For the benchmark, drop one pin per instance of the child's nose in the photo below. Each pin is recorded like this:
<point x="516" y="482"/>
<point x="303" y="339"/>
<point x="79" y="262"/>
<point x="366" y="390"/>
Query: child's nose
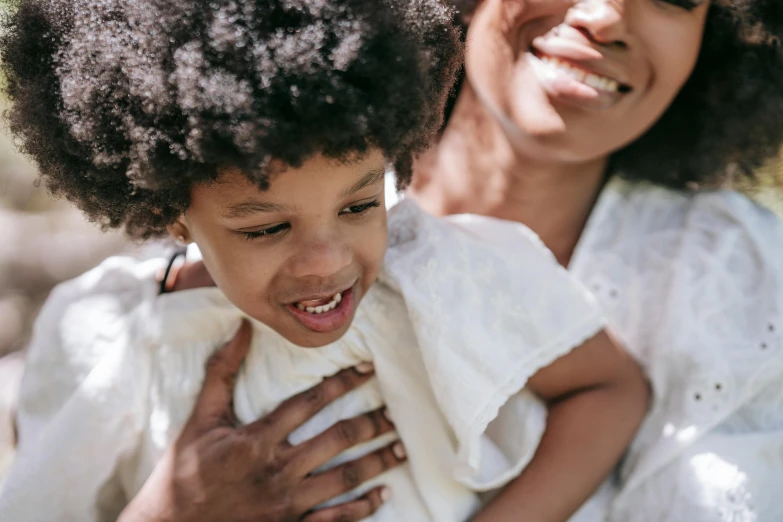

→ **Do this**:
Please rewrite the material with "child's nose" swapped for "child's chin" and everything else unchanged, leaving the pictures out.

→ **Result below**:
For the benchmark, drop one pin per instance of the child's chin in the photo below. Each pin is recorded like this:
<point x="516" y="482"/>
<point x="303" y="339"/>
<point x="79" y="262"/>
<point x="366" y="390"/>
Query: child's chin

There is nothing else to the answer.